» Given exercise:
Only the lines from the one containing "Point out every instance of the hazy" through the end of the data below should be copied, each exactly as written and with both ends kept.

=== Supplied material ===

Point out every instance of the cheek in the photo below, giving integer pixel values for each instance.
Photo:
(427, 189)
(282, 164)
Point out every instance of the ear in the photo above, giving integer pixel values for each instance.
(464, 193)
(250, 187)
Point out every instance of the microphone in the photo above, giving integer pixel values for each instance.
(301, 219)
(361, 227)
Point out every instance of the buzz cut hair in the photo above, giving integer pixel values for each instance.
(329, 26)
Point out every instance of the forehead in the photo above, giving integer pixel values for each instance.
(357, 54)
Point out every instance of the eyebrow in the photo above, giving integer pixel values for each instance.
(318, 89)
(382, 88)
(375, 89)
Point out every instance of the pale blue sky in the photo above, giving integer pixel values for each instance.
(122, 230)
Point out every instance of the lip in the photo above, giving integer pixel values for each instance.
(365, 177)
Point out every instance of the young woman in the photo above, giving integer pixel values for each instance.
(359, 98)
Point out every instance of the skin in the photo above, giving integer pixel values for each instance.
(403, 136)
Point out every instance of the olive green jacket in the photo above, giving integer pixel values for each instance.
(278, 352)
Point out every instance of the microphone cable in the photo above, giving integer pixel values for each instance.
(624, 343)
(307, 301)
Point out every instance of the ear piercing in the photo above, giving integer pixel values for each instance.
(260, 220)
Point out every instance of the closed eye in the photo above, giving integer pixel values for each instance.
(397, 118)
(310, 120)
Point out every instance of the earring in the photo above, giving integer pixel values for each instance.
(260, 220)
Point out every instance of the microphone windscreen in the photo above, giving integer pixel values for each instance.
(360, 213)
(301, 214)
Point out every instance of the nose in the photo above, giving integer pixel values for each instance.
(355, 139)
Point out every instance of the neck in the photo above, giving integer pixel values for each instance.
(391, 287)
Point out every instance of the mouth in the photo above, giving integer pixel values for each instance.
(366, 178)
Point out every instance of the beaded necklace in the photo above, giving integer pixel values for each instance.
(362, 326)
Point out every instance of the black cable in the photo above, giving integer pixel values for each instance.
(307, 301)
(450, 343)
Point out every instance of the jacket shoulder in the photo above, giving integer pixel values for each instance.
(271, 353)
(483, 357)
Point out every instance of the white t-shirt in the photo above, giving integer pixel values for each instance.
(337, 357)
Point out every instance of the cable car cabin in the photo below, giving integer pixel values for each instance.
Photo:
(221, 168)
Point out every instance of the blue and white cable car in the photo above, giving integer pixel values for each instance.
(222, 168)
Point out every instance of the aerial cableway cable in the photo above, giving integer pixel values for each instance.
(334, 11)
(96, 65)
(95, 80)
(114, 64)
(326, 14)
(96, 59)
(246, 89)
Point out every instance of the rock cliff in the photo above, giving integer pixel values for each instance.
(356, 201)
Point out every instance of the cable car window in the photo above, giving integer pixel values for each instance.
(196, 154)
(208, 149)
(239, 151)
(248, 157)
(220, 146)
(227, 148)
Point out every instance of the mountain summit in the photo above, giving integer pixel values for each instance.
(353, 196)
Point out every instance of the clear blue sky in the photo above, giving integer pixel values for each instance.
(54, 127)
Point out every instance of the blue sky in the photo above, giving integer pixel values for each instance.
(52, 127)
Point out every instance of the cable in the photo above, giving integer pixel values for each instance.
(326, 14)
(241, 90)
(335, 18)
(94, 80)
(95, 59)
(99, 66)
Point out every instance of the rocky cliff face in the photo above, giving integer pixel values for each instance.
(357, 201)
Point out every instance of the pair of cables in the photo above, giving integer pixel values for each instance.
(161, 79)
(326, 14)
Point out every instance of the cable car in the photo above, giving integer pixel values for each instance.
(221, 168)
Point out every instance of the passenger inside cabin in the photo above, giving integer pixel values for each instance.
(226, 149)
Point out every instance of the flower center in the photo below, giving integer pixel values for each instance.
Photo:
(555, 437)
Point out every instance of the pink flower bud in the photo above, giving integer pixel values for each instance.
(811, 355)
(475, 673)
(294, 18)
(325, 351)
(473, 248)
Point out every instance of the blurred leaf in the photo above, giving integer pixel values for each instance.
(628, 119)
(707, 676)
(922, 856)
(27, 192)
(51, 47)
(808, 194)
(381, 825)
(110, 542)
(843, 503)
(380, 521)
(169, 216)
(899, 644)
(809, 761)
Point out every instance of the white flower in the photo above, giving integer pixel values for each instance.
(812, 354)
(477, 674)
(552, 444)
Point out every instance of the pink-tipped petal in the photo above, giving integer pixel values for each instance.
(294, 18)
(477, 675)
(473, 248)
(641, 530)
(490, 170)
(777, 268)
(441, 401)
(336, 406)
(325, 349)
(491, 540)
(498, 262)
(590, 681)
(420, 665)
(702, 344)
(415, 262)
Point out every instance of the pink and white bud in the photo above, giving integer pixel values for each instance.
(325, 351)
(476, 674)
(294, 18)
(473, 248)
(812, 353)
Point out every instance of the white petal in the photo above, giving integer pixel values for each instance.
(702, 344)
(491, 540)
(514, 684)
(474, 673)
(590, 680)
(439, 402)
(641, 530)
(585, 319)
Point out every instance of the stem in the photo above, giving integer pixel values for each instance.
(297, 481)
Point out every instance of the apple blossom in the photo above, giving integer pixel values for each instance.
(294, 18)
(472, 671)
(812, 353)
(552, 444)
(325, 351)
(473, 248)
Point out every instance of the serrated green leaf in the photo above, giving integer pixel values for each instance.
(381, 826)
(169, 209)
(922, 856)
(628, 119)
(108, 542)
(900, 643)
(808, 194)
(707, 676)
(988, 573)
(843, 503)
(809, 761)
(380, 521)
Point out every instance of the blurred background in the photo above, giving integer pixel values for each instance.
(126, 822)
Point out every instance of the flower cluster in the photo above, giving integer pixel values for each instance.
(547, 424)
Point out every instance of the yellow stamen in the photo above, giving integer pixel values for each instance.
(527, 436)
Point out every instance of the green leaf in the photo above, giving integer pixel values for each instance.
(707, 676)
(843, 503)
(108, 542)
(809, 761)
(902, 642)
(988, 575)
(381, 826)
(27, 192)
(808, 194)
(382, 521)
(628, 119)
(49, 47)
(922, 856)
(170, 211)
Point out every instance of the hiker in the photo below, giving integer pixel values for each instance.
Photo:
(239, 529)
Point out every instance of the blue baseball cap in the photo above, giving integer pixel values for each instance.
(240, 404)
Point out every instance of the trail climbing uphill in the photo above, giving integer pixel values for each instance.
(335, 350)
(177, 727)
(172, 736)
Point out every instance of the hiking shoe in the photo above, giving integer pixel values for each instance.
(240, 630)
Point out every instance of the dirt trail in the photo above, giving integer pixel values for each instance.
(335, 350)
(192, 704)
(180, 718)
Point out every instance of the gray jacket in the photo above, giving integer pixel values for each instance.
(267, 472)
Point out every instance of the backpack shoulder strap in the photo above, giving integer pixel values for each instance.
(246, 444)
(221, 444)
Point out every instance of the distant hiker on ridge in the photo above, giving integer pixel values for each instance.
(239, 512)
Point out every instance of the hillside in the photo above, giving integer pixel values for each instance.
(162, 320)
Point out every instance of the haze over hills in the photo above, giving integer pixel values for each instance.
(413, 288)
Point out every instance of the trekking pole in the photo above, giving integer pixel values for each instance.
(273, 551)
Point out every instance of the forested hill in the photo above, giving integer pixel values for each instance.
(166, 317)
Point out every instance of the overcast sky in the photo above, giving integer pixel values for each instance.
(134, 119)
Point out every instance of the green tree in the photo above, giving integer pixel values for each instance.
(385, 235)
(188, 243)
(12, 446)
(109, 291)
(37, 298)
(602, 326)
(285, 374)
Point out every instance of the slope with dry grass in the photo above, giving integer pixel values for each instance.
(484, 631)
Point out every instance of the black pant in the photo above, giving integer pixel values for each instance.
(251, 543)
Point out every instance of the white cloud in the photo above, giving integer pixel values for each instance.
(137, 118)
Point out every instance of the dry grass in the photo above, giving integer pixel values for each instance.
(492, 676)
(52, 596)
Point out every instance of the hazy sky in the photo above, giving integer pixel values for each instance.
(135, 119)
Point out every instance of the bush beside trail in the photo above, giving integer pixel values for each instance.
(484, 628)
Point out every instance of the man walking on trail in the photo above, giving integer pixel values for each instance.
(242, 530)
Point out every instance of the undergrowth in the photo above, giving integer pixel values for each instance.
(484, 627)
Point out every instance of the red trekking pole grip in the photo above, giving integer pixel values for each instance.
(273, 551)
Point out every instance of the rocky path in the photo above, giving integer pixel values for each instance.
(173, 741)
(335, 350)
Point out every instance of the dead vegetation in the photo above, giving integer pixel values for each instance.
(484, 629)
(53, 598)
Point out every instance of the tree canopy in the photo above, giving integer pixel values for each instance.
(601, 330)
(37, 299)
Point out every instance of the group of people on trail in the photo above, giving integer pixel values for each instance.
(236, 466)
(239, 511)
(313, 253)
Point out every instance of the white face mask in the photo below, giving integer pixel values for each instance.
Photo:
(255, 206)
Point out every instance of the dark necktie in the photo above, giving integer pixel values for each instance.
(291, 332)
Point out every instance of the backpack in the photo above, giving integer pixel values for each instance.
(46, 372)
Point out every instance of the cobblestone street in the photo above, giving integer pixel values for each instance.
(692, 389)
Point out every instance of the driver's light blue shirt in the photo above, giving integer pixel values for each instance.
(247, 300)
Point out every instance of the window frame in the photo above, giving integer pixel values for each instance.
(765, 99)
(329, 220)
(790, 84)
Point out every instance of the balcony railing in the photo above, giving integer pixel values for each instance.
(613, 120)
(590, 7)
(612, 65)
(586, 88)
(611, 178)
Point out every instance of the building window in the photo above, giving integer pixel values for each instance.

===

» Exercise solution:
Point out every instance of the hazy sky in the photo above, giving integer pixel values for each instance.
(135, 119)
Point out every instance of the bush beside trail in the photo above, giving integer pixel values for each instance.
(484, 628)
Point out every instance of the man walking on trail in the photo above, giving integer pixel values for each instance.
(242, 530)
Point out every instance of the undergrowth in the photo above, giving integer pixel values for each instance.
(484, 627)
Point out every instance of the red trekking pole grip in the photo above, giving integer pixel values for each instance.
(273, 551)
Point out every instance of the rocky path in the photo above, giving integer pixel values for each instance.
(173, 741)
(335, 350)
Point out every instance of the dead vegetation in the photo above, giving integer pixel values for each instance.
(484, 629)
(53, 598)
Point out every instance of the tree canopy in the photo above, giving integer pixel values for each instance.
(601, 330)
(37, 299)
Point out every instance of the group of people on trail in the photo above, giving integer pixel values for each instance.
(236, 466)
(239, 511)
(313, 253)
Point out every instance of the white face mask in the photo below, giving integer pixel values for each instance.
Photo:
(255, 206)
Point out every instance of the dark necktie in the photo above, giving integer pixel values for each instance.
(291, 332)
Point out every instance of the backpack in the photo above, giving integer pixel values for each instance.
(46, 372)
Point out every instance of the cobblestone street in the photo above, giving integer pixel values for each instance.
(692, 389)
Point out every instance of the driver's light blue shirt in the photo above, giving integer pixel values for each instance.
(247, 300)
Point out every instance of the window frame in the photo above, giving integer pixel values for each instance.
(765, 99)
(329, 220)
(790, 84)
Point out every instance of the balcony railing in the photo above, giving integer pixel values for each instance.
(613, 120)
(590, 7)
(612, 65)
(586, 88)
(611, 178)
Point out every instance of the building window in the photo above, giving integer pixel values for each instance.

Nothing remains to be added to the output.